**Problem statement:** Copy the review of Soft Cinema below word for word, leaving out the data that follows it.

**Source:**
------------------------------------------------------------------------

Reviewer biography

Current Reviews

Review Articles

Book Reviews Archive

Soft Cinema: Navigating the Database

by Lev Manovich and Andreas Kratky
The MIT Press, Cambridge, MA, 2005
DVD-video with 40-page color booklet. $30.00
ISBN 0-262-13456-X

Reviewed by Andrea Dahlberg


The Language of New Media (MIT Press 2001) by Lev Manovich identified the formal, visual properties of certain types of new media. Manovich defined the visual culture of the computer age as cinematographic and traced its origins from the avant-garde of the 1920s to the computer games of today. The language of digital visual culture is, he argued, created from five principles that define the rupture between analogue and digital imagery. These are:

  • "Numerical representation"——which allows new media objects to be manipulated by algorithms
  • "Modularity"——which allows new media elements to retain their discrete identity when combined into larger units
  • "Automation"——which results from the characteristics above and allows change and creativity to occur without human agency or intention
  • "Variability"——which holds that new media objects are potentially infinitely capable of new arrangement
  • "Transcoding"——which is the translation of something into another format and, in particular, the translation into computer files. (27-48)

Much of the authority and force of Manovich's argument lay in the fact that he was not only a theorist but an artist speaking with this new language. It will come as no surprise then to learn that Soft Cinema embodies and exemplifies each of the characteristics above. In The Language of New Media Manovich argued that the database is to the computer age what narrative was to the age of film; in Soft Cinema Manovich and Kratky show us what this means. (Manovich's critics will, no doubt, conclude from this that The Language of New Media was less a theoretical analysis of new media and more an extended artist's statement.)

------------------------------------------------------------------------

**Record list:**
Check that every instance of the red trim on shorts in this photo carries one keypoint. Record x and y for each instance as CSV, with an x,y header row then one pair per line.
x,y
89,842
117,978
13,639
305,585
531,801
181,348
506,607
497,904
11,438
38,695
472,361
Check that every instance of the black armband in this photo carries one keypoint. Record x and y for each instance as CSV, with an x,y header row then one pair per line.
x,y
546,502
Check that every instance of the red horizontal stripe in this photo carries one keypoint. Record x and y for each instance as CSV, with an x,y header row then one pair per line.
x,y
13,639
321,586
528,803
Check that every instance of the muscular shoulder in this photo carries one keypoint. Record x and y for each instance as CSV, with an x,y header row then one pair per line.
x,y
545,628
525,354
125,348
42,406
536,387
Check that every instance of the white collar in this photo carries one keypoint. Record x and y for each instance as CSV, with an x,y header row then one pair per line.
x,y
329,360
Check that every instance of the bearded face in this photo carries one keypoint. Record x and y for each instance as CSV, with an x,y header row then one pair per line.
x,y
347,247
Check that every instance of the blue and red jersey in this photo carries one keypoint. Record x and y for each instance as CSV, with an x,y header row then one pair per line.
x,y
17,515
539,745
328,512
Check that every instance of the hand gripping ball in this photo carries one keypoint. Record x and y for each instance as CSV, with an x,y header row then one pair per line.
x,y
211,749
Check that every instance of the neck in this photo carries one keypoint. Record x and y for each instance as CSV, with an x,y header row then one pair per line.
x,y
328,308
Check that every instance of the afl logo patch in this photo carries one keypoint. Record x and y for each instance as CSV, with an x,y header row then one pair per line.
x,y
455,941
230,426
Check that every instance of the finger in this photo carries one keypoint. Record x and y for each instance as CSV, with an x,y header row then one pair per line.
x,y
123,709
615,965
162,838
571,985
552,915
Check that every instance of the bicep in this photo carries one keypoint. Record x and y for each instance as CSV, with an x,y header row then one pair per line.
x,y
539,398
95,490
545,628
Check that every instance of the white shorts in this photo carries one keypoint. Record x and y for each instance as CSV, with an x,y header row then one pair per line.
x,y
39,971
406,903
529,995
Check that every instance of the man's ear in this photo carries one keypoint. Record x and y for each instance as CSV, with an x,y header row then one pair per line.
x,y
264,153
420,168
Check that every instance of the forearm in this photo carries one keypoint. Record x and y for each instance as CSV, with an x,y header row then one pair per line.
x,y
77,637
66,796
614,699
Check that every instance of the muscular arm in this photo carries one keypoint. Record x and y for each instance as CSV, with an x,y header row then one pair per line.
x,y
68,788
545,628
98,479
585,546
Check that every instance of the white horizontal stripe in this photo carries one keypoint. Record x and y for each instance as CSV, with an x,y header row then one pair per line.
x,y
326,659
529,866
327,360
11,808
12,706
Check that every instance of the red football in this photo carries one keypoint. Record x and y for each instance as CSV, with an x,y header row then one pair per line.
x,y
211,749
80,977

------------------------------------------------------------------------

**Response to the exercise:**
Reviewer biography

Current Reviews

Review Articles

Book Reviews Archive

Soft Cinema: Navigating the Database

by Lev Manovich and Andreas Kratky
The MIT Press, Cambridge, MA, 2005
DVD-video with 40-page color booklet. $30.00
ISBN 0-262-13456-X

Reviewed by Andrea Dahlberg


The Language of New Media (MIT Press 2001) by Lev Manovich identified the formal, visual properties of certain types of new media. Manovich defined the visual culture of the computer age as cinematographic and traced its origins from the avant-garde of the 1920s to the computer games of today. The language of digital visual culture is, he argued, created from five principles that define the rupture between analogue and digital imagery. These are:

  • "Numerical representation"——which allows new media objects to be manipulated by algorithms
  • "Modularity"——which allows new media elements to retain their discrete identity when combined into larger units
  • "Automation"——which results from the characteristics above and allows change and creativity to occur without human agency or intention
  • "Variability"——which holds that new media objects are potentially infinitely capable of new arrangement
  • "Transcoding"——which is the translation of something into another format and, in particular, the translation into computer files. (27-48)

Much of the authority and force of Manovich's argument lay in the fact that he was not only a theorist but an artist speaking with this new language. It will come as no surprise then to learn that Soft Cinema embodies and exemplifies each of the characteristics above. In The Language of New Media Manovich argued that the database is to the computer age what narrative was to the age of film; in Soft Cinema Manovich and Kratky show us what this means. (Manovich's critics will, no doubt, conclude from this that The Language of New Media was less a theoretical analysis of new media and more an extended artist's statement.)